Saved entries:
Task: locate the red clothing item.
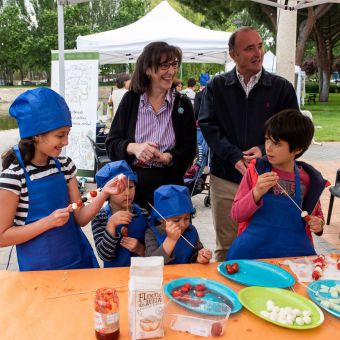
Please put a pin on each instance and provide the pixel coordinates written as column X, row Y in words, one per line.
column 244, row 205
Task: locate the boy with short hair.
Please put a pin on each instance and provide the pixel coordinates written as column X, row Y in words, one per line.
column 270, row 224
column 119, row 228
column 173, row 231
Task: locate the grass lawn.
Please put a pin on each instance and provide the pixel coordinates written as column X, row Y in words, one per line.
column 326, row 115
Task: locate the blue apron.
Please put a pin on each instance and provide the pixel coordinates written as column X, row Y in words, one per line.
column 182, row 251
column 64, row 247
column 136, row 229
column 275, row 230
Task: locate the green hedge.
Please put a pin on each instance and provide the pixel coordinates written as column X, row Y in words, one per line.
column 313, row 87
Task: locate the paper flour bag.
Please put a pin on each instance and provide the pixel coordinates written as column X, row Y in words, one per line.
column 146, row 299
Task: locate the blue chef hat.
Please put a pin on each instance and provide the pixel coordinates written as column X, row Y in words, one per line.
column 40, row 110
column 113, row 169
column 172, row 200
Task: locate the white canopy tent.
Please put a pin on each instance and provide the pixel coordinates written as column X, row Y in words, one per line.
column 163, row 23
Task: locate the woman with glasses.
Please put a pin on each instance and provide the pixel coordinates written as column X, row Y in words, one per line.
column 154, row 127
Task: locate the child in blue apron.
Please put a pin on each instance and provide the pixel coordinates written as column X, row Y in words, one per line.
column 119, row 228
column 173, row 203
column 270, row 223
column 38, row 187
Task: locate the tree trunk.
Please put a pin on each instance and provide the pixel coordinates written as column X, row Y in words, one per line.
column 305, row 29
column 324, row 66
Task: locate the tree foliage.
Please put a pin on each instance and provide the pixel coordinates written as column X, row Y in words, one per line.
column 29, row 29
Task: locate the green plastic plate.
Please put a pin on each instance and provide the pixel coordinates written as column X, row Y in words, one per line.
column 255, row 298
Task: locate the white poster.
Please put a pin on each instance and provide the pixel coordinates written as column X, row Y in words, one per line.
column 81, row 95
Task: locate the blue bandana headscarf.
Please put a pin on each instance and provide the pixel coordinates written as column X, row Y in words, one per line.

PROBLEM REQUIREMENTS:
Copy out all the entries exactly. Images stay out of the copy.

COMPLETED EXERCISE:
Task: locate the red clothing item.
Please put a pin on each instance and provide the pixel coordinates written as column X, row Y in words, one per line.
column 244, row 205
Task: locate the boy with short hair.
Please put a pin on each instance and provide the pixel coordinates written as column X, row Y in words, one per line.
column 270, row 224
column 119, row 228
column 173, row 231
Task: locate the grass lawn.
Please put a pin on each instance and provide the pixel coordinates written as column X, row Y in words, one per line.
column 326, row 115
Task: locate the blue apron.
Please put a pin on each instance and provide the pixel coordinates written as column X, row Y in words, one per line.
column 182, row 251
column 64, row 247
column 136, row 229
column 275, row 230
Task: locate the green hedge.
Please put a pin on each instance and provide the pixel coordinates written as column X, row Y in words, one per line.
column 313, row 87
Task: locate the paper flour bag.
Please put a pin on each instance and provide the pixel coordinates written as column X, row Y in words, one per line.
column 146, row 299
Task: locate the blue chef hat.
Please put a pin on each instance and provide the pixel coordinates written as column X, row Y in words, one per line.
column 40, row 110
column 113, row 169
column 172, row 200
Task: locate the white canopy tent.
Please put a pin on each instance and provide the pixel coordinates written as column X, row Y in words, one per line.
column 163, row 23
Task: locate the woman with glasses.
Please put a pin on each instance and provide the pixel coordinates written as column X, row Y in words, one per line.
column 154, row 127
Task: locate the child in blue apron.
Please put a pin on each instance and provide the pixel coordinates written as column X, row Y in words, one per line.
column 119, row 228
column 173, row 203
column 270, row 223
column 38, row 187
Task: locate the tree trunk.
Please put a pin on each instance and provide the pixel coordinates written as column X, row Y in words, one per line.
column 305, row 29
column 324, row 66
Task: locate the tree foliage.
Please put a pin on each instance and provide the pixel coordinates written as column X, row Y in words, one per line.
column 29, row 29
Task: locate the green plastic plate.
Please put a pin on each instance and provide the pixel coordinates written as column X, row Y in words, one per line.
column 255, row 298
Task: locate the white poster.
Please put a pin on each instance and provide the pixel coordinates written as column X, row Y in words, one per line.
column 81, row 95
Task: locate the blue bandana headscarf.
Please put a pin on each instance and provide the pixel coordinates written as column X, row Y in words, one per line.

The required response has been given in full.